Task statement:
Only the lines from the one with "For this challenge, identify the stone plaza" onward are wanted, through the last line of the entries, set down exactly.

Exercise inputs:

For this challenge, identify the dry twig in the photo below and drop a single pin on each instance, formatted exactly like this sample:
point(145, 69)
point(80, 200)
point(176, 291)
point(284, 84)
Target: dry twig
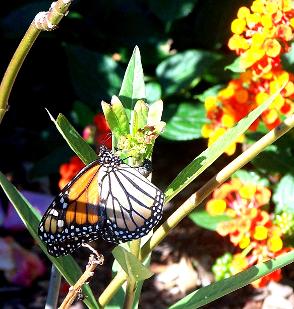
point(75, 291)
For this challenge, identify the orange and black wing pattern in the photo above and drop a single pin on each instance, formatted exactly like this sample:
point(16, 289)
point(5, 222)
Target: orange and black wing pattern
point(75, 216)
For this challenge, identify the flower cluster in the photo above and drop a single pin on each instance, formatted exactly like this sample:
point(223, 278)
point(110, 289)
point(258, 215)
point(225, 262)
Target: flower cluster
point(260, 37)
point(98, 134)
point(250, 228)
point(262, 34)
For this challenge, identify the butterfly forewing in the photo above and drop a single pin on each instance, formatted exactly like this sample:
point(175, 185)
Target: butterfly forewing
point(107, 198)
point(133, 204)
point(74, 216)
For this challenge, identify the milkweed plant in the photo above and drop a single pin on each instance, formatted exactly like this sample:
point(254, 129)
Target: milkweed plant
point(246, 207)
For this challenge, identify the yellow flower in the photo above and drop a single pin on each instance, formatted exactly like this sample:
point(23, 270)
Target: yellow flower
point(245, 242)
point(272, 47)
point(275, 244)
point(216, 207)
point(260, 232)
point(228, 121)
point(238, 26)
point(243, 12)
point(247, 191)
point(261, 97)
point(239, 263)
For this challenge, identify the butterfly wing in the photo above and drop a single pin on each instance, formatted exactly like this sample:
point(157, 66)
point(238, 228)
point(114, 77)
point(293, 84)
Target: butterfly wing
point(76, 215)
point(133, 205)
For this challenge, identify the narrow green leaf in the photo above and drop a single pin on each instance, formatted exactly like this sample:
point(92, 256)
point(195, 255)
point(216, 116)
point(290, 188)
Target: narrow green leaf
point(204, 219)
point(31, 218)
point(218, 289)
point(283, 196)
point(116, 117)
point(130, 264)
point(235, 66)
point(207, 157)
point(153, 92)
point(133, 86)
point(186, 123)
point(140, 115)
point(73, 139)
point(155, 113)
point(121, 115)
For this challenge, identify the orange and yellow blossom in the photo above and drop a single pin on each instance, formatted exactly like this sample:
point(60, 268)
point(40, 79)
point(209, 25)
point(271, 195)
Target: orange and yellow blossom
point(262, 33)
point(251, 228)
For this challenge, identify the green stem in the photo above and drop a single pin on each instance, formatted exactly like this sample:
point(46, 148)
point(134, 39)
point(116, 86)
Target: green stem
point(53, 17)
point(135, 247)
point(194, 200)
point(53, 291)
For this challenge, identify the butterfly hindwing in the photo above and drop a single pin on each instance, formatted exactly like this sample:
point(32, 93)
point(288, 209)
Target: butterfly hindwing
point(107, 198)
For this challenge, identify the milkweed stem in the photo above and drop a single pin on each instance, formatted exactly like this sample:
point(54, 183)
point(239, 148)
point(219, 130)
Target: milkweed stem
point(43, 21)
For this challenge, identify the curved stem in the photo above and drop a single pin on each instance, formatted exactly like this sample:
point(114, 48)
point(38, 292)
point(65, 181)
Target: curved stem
point(53, 291)
point(48, 22)
point(195, 199)
point(131, 283)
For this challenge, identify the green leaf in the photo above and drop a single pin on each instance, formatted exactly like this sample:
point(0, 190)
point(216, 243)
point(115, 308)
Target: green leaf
point(130, 264)
point(31, 218)
point(168, 11)
point(116, 117)
point(283, 196)
point(82, 114)
point(218, 289)
point(211, 92)
point(235, 66)
point(153, 92)
point(183, 69)
point(205, 220)
point(251, 177)
point(140, 116)
point(133, 86)
point(207, 157)
point(186, 123)
point(94, 76)
point(155, 113)
point(74, 140)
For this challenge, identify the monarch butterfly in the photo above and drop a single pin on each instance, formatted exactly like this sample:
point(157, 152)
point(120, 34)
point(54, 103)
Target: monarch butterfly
point(107, 199)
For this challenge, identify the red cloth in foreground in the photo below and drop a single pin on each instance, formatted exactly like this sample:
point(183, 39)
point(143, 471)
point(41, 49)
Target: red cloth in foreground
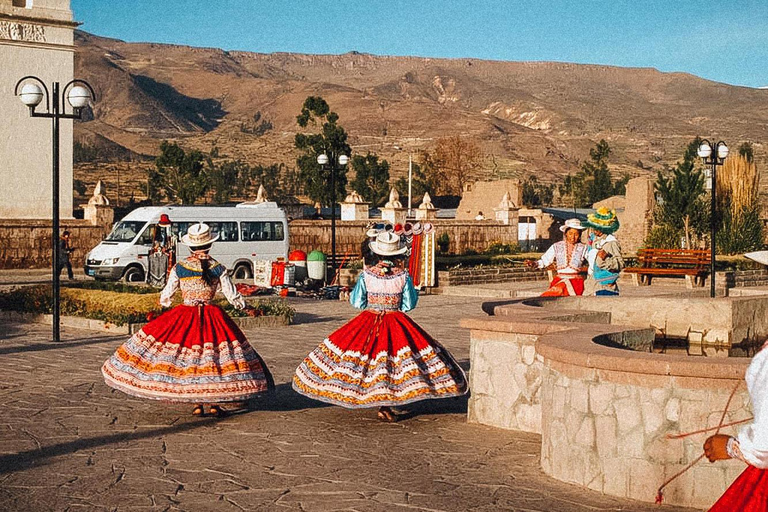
point(748, 493)
point(559, 287)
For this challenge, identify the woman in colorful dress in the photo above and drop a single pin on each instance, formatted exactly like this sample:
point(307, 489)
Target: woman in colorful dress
point(604, 256)
point(569, 255)
point(193, 353)
point(749, 492)
point(381, 358)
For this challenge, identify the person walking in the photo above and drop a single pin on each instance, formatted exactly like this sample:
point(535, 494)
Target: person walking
point(65, 249)
point(193, 353)
point(604, 256)
point(381, 358)
point(569, 256)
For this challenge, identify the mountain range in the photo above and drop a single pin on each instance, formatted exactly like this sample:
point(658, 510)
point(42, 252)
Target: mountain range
point(536, 118)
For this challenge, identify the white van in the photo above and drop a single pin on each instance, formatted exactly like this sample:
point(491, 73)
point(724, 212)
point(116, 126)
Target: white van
point(247, 232)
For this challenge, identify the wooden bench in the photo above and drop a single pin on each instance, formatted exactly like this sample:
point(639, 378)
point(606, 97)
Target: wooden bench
point(693, 264)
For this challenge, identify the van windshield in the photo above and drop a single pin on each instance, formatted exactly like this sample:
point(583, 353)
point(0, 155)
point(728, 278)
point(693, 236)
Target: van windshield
point(125, 231)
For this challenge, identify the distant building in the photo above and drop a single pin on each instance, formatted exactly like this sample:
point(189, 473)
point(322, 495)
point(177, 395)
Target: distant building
point(36, 38)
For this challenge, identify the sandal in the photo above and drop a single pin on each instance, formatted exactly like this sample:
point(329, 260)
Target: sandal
point(218, 411)
point(385, 415)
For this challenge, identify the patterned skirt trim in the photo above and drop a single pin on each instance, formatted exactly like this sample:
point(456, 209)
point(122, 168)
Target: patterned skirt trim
point(213, 371)
point(388, 360)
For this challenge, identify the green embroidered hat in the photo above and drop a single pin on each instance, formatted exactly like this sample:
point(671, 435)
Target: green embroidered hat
point(604, 220)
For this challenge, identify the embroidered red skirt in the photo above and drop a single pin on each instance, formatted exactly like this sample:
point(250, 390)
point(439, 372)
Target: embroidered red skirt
point(565, 287)
point(748, 493)
point(379, 359)
point(189, 354)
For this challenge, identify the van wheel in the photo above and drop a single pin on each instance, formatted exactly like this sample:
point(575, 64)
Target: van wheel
point(134, 275)
point(242, 271)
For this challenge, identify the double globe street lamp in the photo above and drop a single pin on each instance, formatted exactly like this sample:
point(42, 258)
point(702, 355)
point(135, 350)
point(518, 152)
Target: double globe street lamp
point(31, 90)
point(331, 161)
point(713, 156)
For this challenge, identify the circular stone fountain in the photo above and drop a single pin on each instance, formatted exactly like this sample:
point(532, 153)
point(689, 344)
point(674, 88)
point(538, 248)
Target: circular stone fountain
point(580, 371)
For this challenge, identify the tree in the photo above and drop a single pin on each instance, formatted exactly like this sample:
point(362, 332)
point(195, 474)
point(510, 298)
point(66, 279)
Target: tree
point(371, 178)
point(420, 182)
point(455, 162)
point(594, 181)
point(740, 228)
point(537, 194)
point(682, 211)
point(332, 140)
point(224, 178)
point(179, 174)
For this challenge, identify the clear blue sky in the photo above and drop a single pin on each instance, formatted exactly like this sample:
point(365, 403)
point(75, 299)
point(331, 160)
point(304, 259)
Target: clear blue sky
point(725, 41)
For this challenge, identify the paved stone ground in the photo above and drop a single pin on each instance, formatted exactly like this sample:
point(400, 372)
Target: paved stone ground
point(68, 442)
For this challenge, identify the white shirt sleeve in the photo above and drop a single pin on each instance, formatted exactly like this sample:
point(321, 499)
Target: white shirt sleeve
point(548, 257)
point(230, 292)
point(170, 288)
point(753, 439)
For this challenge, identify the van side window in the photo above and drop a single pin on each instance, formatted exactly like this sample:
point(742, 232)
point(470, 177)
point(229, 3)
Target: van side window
point(147, 236)
point(261, 231)
point(227, 231)
point(179, 229)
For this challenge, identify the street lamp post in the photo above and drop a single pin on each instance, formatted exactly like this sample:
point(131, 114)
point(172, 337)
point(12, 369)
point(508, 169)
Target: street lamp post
point(324, 160)
point(714, 156)
point(78, 94)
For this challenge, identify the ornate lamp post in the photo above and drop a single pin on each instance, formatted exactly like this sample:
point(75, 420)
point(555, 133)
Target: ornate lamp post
point(324, 160)
point(714, 156)
point(78, 94)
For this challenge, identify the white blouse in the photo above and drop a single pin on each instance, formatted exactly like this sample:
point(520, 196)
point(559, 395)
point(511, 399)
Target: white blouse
point(753, 439)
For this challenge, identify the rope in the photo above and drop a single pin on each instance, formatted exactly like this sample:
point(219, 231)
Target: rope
point(660, 492)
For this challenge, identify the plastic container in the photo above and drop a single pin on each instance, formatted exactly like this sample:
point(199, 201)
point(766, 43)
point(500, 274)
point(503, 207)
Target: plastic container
point(299, 260)
point(289, 275)
point(278, 273)
point(316, 265)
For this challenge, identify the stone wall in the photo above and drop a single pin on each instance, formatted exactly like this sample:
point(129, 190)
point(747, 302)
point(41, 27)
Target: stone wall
point(308, 235)
point(481, 275)
point(27, 243)
point(604, 413)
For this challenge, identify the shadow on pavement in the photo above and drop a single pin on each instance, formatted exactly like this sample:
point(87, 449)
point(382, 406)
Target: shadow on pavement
point(310, 318)
point(24, 460)
point(37, 347)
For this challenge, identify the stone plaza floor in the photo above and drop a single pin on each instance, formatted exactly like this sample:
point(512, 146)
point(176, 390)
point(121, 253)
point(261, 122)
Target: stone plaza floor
point(68, 442)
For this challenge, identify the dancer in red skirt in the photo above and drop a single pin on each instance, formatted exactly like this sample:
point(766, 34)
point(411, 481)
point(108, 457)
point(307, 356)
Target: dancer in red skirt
point(749, 492)
point(380, 358)
point(193, 353)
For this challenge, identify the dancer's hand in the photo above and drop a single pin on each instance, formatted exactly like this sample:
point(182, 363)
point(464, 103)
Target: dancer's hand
point(533, 264)
point(715, 447)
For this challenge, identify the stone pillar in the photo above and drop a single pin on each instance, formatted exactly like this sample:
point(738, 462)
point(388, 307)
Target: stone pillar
point(354, 207)
point(97, 211)
point(426, 210)
point(393, 211)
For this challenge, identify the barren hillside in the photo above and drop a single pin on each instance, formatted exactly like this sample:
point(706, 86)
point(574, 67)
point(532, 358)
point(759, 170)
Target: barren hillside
point(529, 117)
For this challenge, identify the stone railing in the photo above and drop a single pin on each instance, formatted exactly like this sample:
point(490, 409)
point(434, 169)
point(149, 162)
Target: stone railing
point(308, 235)
point(27, 243)
point(481, 275)
point(604, 411)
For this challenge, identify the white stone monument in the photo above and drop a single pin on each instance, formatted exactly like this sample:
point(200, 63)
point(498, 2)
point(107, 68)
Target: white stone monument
point(426, 210)
point(507, 211)
point(354, 207)
point(97, 211)
point(36, 38)
point(393, 211)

Final answer:
For this challenge, identify the stone plaza floor in the photo above and drop a single pin on each instance, formatted exactly like this sample:
point(512, 146)
point(176, 390)
point(121, 253)
point(261, 122)
Target: stone plaza floor
point(68, 442)
For this challenge, identify the dancer in red skirt in the photo above and drop a single pin on each instance, formatted exactly like this sample:
point(766, 34)
point(411, 481)
point(108, 457)
point(307, 356)
Target: dancer in red skirt
point(749, 492)
point(380, 358)
point(193, 353)
For this challenge, identify the dancer's hand in the photo above and drop a single pin on each instance, formatted exactly like this sample:
point(182, 363)
point(464, 103)
Target: dancer's hand
point(533, 264)
point(715, 447)
For this challenge, identify the stone pillar in the photo above and drop a single pin on each instance, formatted exactly like this sample:
point(738, 462)
point(388, 307)
Target: stone pillar
point(354, 207)
point(97, 211)
point(426, 210)
point(393, 211)
For this challenge, identify the barren hillside in the photo above and drop a single pin on each instance, formatted exactly like this sample:
point(706, 86)
point(574, 67)
point(532, 358)
point(759, 170)
Target: barren hillside
point(529, 117)
For this challenge, identify the stone railing in the photo above and drop a single pin on each instance, formatted exactly like this sample:
point(490, 409)
point(434, 169)
point(149, 162)
Target: stone railing
point(308, 235)
point(27, 243)
point(481, 275)
point(604, 411)
For this challenge, identify the white stone monument in the photo above and drop a single pin on each instance, formatted exactly like this sample:
point(200, 63)
point(498, 2)
point(107, 68)
Target: white stone monument
point(426, 210)
point(507, 211)
point(354, 207)
point(97, 211)
point(36, 38)
point(393, 211)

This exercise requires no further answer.